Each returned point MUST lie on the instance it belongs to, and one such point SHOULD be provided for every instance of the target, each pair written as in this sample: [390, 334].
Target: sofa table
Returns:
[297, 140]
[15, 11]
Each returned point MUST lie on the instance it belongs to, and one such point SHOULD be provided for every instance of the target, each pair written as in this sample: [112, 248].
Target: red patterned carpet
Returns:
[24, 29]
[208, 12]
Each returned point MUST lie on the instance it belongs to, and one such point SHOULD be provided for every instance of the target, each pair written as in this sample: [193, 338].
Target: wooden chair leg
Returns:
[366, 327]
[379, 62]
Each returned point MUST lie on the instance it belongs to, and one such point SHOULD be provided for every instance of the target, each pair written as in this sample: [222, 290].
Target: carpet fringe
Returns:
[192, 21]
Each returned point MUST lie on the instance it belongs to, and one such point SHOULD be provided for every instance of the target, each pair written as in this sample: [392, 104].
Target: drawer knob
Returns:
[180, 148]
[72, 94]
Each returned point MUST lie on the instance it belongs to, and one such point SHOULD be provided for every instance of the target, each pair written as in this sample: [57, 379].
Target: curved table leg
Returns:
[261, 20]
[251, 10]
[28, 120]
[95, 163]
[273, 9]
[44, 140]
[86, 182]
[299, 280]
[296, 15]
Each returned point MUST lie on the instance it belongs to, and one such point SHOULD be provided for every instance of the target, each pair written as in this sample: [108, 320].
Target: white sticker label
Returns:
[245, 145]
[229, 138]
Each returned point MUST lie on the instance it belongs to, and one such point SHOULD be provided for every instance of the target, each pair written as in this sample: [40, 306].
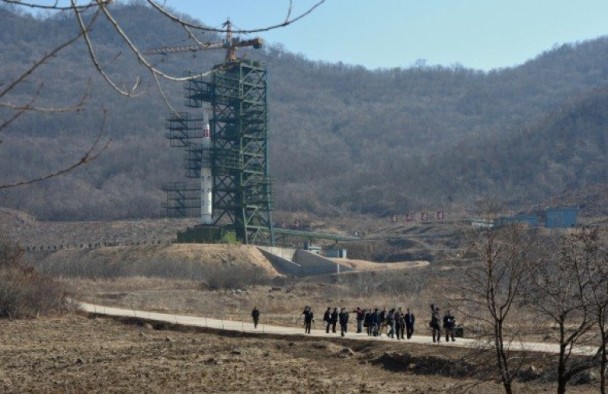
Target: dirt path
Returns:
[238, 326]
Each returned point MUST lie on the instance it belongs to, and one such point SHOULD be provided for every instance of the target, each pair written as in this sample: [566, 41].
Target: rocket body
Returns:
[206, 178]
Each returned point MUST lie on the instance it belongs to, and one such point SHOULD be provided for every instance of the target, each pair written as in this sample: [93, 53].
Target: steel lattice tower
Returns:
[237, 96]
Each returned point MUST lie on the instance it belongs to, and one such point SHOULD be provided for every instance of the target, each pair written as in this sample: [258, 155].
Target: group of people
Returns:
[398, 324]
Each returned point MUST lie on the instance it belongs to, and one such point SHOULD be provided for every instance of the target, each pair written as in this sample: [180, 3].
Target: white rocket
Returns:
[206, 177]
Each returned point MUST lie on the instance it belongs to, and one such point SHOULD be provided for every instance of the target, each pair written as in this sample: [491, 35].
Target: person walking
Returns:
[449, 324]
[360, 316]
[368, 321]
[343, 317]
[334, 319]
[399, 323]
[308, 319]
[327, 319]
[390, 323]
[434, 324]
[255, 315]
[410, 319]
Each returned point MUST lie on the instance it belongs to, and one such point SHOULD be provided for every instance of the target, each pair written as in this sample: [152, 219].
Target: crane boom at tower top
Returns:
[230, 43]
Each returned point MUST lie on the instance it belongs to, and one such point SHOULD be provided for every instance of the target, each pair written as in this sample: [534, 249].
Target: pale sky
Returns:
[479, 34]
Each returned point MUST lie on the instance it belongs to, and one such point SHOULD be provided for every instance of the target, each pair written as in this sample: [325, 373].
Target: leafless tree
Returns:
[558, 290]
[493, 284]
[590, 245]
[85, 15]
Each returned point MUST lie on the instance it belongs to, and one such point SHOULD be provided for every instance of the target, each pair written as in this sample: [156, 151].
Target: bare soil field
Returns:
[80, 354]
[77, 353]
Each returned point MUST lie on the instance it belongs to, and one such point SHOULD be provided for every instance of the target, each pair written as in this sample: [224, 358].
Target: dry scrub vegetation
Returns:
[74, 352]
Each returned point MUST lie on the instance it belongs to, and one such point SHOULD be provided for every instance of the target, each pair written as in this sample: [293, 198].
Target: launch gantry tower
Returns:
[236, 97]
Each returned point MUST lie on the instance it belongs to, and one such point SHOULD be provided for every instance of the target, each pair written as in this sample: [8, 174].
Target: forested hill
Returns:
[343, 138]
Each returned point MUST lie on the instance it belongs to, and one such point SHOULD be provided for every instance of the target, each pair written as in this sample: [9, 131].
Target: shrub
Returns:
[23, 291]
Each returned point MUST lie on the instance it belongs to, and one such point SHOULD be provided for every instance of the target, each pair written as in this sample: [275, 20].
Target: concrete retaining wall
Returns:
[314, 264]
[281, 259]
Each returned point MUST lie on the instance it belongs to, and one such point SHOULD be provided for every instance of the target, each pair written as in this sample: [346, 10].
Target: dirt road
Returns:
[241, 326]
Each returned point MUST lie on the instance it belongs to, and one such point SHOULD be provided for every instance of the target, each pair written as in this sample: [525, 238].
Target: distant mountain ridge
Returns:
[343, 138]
-.-.-
Requirements:
Rewrite all of the entries above, putting "Points" wherever "Returns" appears and leaving everything else unchanged. Leave the pictures out.

Response:
Each returned point MUST lie on the instance it belongs to, and one such point SHOULD be provided for every instance of the target, each pair written as in this sample: [390, 334].
Target: sofa table
Points:
[297, 140]
[15, 11]
Each returned point MUST lie on the instance it belongs to, and one such point SHOULD be provided for every instance of the target, each pair written as in this sample: [112, 248].
Target: red patterned carpet
Points:
[24, 29]
[208, 12]
Each returned point MUST lie on the instance it belongs to, and one such point SHOULD be provided for every instance of the target, each pair written as in this sample: [193, 338].
Target: wooden chair leg
Points:
[366, 327]
[379, 62]
Each returned point MUST lie on the instance it belongs to, and one such point SHOULD be provided for every instance of the target, each pair written as in this sample: [222, 290].
Target: carpet fringe
Points:
[192, 21]
Each returned point MUST lie on the instance it belongs to, and one such point SHOULD be provided for every instance of the target, each pair written as in this sample: [392, 104].
Target: drawer knob
Points:
[180, 148]
[72, 94]
Each returned point MUST lie on the instance it belongs to, and one such point SHOULD be provided for every instance of the target, each pair written as in this sample: [57, 379].
Target: curved table leg
Points:
[261, 20]
[251, 10]
[28, 120]
[95, 163]
[273, 9]
[44, 140]
[86, 182]
[299, 280]
[296, 15]
Each returned point MUST lie on the instance it belongs to, and one such point SHOULD be provided for every instance of the target, each pair written as in this sample: [108, 320].
Target: white sticker label
Points:
[245, 145]
[229, 138]
Each returned point MUST lie on the instance it belongs to, and one such point SHOULD be provided for every instance of the target, each pair written as in this sample: [40, 306].
Target: dirt path
Points:
[238, 326]
Each returned point MUST lie on the instance it belongs to, and one such point SHOULD be provided for every instance of the target, each pair written as in this sample: [566, 41].
Target: rocket body
Points:
[206, 178]
Each returned point MUST lie on the instance it belongs to, and one such point SHOULD be provided for every instance of the target, each pair written as in this sample: [93, 53].
Target: steel lattice tower
Points:
[237, 96]
Each returned point MUST lie on the instance it belongs to, and one such point SHOULD be provided for every instance of the target, each pair written as in this sample: [258, 155].
Target: group of people
Points:
[398, 324]
Each returned point MUST lie on the instance it belongs to, and one such point SHOULD be provided for every instance of the target, each pair written as in this sample: [180, 3].
Target: white rocket
Points:
[206, 177]
Each returned point MUST lie on the instance it belongs to, and one such point SHOULD be provided for every instance of the target, each pair written as in this sample: [491, 35].
Target: person walking
Points:
[449, 324]
[360, 316]
[368, 321]
[343, 317]
[334, 319]
[399, 323]
[308, 319]
[327, 319]
[390, 323]
[434, 324]
[255, 315]
[410, 319]
Each returned point MUST lie on the instance it belongs to, and one such point SHOULD be provided for every instance of the target, each pair written as in this sample: [152, 219].
Target: crane boom at tower top
Points:
[230, 43]
Each returned point MUST lie on the instance it belongs to, and one such point SHOULD be provided for every instance of the target, each pair written as in this sample: [534, 249].
Target: pale sky
Points:
[479, 34]
Each returned point MUST lie on the instance it belongs to, and one such point SHOULD be provided for every instance of the target, each pair written as in this sample: [325, 373].
Target: leafless tree
Points:
[558, 290]
[493, 284]
[590, 245]
[85, 15]
Each returned point MUST lie on the instance it belongs to, and one such point SHOULD be provided for every instance of the target, each pair written as in this sample: [156, 151].
Target: bare soil field
Points:
[80, 354]
[77, 353]
Each returned point MUST lie on the instance it belongs to, and one such point SHOULD be provided for every instance of the target, each pair written as in this sample: [224, 358].
Target: dry scrub vegetation
Points:
[74, 352]
Each returned point MUST lie on the instance it belongs to, and one such point SHOULD be provided for every instance of the target, each pair written as in this sample: [293, 198].
Target: launch gantry tower
Points:
[236, 97]
Each returned point MUST lie on the instance it belongs to, and one such point SHOULD be provided for every instance of the target, each pair written as in this sample: [8, 174].
Target: forested hill
Points:
[343, 138]
Each returned point MUST lie on the instance it belongs to, and one such point SHOULD be provided for every instance of the target, each pair written as in this sample: [9, 131].
Target: shrub
Points:
[23, 291]
Each returned point MUST lie on the instance it belongs to, and one such point SHOULD be provided for every instance of the target, each pair written as in this sample: [275, 20].
Target: concrete retaining wall
Points:
[314, 264]
[281, 259]
Each returned point MUST lie on the instance it belongs to, and one such point SHOULD be provided for every instance of the target, each pair written as in this sample: [346, 10].
Target: dirt road
Points:
[241, 326]
Each returned point MUST lie on the instance it belongs to, and one such point SHOULD be provided for every instance of the target, each pair written as in this sample: [525, 238].
Target: distant mountain ridge
Points:
[343, 138]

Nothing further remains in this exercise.